> **EXERCISES TO COMPLETE**:
A. Reproduce the book description verbatim from "Let Us Descend is" to "rebirth and reclamation.".
B. According to the book description, which places does the novel's journey pass through?

OPRAH'S BOOK CLUB PICK - Instant New York Times Bestseller - Shortlisted for the 2024 Carnegie Medal for Excellence

From Jesmyn Ward--the two-time National Book Award winner, youngest winner of the Library of Congress Prize for American Fiction, and MacArthur Fellow--comes a haunting masterpiece, sure to be an instant classic, about an enslaved girl in the years before the Civil War.

"'Let us descend, ' the poet now began, 'and enter this blind world.'" --Inferno, Dante Alighieri

Let Us Descend is a reimagining of American slavery, as beautifully rendered as it is heart-wrenching. Searching, harrowing, replete with transcendent love, the novel is a journey from the rice fields of the Carolinas to the slave markets of New Orleans and into the fearsome heart of a Louisiana sugar plantation.

Annis, sold south by the white enslaver who fathered her, is the reader's guide through this hellscape. As she struggles through the miles-long march, Annis turns inward, seeking comfort from memories of her mother and stories of her African warrior grandmother. Throughout, she opens herself to a world beyond this world, one teeming with spirits: of earth and water, of myth and history; spirits who nurture and give, and those who manipulate and take. While Ward leads readers through the descent, this, her fourth novel, is ultimately a story of rebirth and reclamation.

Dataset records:
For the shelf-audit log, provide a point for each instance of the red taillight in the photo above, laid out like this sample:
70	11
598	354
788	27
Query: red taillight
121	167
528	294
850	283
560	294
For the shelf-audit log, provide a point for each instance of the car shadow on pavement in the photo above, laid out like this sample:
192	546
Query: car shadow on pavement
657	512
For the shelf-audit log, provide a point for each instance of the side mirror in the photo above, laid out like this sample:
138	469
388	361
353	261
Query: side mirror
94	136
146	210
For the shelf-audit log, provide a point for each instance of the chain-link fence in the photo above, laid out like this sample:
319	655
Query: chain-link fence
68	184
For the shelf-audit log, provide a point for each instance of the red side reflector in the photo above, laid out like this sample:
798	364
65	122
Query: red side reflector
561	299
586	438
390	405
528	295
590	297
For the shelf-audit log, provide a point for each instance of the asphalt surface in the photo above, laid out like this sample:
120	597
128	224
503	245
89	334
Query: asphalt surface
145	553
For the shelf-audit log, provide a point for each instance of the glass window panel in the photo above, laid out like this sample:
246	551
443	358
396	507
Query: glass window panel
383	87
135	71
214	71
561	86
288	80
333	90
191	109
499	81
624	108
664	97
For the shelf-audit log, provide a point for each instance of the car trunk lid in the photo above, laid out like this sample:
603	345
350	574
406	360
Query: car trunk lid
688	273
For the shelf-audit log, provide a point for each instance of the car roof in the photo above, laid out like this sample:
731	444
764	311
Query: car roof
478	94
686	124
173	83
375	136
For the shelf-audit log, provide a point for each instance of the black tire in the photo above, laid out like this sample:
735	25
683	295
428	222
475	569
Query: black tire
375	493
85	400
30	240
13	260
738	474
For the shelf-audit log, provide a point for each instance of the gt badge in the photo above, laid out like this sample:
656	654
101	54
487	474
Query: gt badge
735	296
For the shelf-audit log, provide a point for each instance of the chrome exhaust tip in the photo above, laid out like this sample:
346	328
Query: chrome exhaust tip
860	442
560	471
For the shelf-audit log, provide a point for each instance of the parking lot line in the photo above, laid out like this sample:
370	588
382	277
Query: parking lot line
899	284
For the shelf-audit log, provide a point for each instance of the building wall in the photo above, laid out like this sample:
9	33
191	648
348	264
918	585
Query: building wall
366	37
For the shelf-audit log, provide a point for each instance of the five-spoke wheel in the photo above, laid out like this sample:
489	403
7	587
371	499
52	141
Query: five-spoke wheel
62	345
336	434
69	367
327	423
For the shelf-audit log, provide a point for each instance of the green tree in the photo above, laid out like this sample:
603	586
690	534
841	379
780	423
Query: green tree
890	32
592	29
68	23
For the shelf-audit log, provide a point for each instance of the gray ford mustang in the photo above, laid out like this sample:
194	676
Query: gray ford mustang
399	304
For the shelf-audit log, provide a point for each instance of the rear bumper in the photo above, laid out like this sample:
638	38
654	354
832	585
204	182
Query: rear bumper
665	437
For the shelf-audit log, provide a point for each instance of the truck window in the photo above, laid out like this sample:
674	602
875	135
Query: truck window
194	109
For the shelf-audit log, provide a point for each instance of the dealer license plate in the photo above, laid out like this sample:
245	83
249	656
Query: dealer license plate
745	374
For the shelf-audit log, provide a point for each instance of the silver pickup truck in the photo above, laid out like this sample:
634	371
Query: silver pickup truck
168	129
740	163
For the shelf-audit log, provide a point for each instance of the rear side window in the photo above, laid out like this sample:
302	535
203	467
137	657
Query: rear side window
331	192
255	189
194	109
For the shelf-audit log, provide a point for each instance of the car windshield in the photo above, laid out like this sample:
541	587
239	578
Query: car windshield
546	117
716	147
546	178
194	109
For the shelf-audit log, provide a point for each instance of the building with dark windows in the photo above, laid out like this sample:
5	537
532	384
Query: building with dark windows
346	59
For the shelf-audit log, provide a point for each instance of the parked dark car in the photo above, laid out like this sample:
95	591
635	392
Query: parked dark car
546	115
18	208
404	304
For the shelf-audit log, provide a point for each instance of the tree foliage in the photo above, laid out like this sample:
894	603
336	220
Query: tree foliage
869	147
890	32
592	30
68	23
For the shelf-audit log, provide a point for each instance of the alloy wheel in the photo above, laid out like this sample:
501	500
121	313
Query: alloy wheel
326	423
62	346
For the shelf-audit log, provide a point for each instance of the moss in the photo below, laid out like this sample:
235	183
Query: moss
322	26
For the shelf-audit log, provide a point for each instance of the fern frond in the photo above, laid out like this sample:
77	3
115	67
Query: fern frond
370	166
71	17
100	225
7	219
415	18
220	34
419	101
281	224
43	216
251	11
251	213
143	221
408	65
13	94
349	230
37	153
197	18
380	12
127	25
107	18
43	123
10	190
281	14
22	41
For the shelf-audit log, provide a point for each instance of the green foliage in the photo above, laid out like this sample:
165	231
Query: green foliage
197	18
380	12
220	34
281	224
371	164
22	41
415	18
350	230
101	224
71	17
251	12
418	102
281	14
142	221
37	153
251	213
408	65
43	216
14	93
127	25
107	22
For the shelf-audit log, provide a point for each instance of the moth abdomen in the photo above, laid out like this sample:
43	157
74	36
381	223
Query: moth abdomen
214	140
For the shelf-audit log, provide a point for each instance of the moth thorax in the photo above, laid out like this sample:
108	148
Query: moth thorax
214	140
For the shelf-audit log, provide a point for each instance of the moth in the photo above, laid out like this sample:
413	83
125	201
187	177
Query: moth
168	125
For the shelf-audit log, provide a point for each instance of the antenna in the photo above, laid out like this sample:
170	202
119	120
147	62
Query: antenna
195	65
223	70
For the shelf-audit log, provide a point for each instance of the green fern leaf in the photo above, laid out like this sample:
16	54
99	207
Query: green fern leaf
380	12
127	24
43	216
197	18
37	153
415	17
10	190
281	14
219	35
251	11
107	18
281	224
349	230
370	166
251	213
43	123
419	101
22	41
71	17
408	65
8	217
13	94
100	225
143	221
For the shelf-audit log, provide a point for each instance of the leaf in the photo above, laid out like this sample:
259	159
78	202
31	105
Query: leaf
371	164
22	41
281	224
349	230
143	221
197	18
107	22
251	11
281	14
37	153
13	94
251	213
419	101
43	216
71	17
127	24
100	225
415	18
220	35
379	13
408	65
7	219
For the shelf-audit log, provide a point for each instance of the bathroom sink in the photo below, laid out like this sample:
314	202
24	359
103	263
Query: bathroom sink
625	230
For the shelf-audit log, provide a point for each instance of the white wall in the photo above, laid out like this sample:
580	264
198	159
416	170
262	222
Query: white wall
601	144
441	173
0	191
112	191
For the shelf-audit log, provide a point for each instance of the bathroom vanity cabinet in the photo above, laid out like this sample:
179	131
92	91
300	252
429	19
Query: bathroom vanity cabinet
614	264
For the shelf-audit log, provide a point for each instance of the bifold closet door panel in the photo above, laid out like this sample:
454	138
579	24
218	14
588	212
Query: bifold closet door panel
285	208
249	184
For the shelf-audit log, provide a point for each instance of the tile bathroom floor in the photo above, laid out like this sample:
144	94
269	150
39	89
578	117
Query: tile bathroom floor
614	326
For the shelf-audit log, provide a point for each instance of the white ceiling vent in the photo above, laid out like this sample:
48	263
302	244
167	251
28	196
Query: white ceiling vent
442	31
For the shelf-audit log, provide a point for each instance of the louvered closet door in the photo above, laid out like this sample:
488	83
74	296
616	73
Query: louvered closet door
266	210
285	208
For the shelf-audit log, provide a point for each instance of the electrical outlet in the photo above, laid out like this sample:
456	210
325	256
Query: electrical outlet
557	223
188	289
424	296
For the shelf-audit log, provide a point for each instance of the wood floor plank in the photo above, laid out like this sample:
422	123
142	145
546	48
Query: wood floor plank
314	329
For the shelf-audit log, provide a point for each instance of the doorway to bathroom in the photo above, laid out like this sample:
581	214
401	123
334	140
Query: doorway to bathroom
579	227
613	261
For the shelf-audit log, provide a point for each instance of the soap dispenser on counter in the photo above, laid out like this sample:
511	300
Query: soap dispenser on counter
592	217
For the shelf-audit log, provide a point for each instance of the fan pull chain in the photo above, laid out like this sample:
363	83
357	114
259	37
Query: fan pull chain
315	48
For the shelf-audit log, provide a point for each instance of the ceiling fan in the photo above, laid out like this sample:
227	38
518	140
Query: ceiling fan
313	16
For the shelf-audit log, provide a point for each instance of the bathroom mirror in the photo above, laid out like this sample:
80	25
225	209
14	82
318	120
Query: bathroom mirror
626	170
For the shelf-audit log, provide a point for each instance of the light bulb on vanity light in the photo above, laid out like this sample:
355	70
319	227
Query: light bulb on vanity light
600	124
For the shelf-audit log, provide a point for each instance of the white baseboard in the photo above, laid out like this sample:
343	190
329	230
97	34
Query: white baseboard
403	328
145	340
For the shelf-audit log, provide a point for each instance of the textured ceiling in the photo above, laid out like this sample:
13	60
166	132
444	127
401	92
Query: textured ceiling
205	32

> **EXPECTED RESPONSES**:
A.
Let Us Descend is a reimagining of American slavery, as beautifully rendered as it is heart-wrenching. Searching, harrowing, replete with transcendent love, the novel is a journey from the rice fields of the Carolinas to the slave markets of New Orleans and into the fearsome heart of a Louisiana sugar plantation.

Annis, sold south by the white enslaver who fathered her, is the reader's guide through this hellscape. As she struggles through the miles-long march, Annis turns inward, seeking comfort from memories of her mother and stories of her African warrior grandmother. Throughout, she opens herself to a world beyond this world, one teeming with spirits: of earth and water, of myth and history; spirits who nurture and give, and those who manipulate and take. While Ward leads readers through the descent, this, her fourth novel, is ultimately a story of rebirth and reclamation.

B.
- The rice fields of the Carolinas
- The slave markets of New Orleans
- The heart of a Louisiana sugar plantation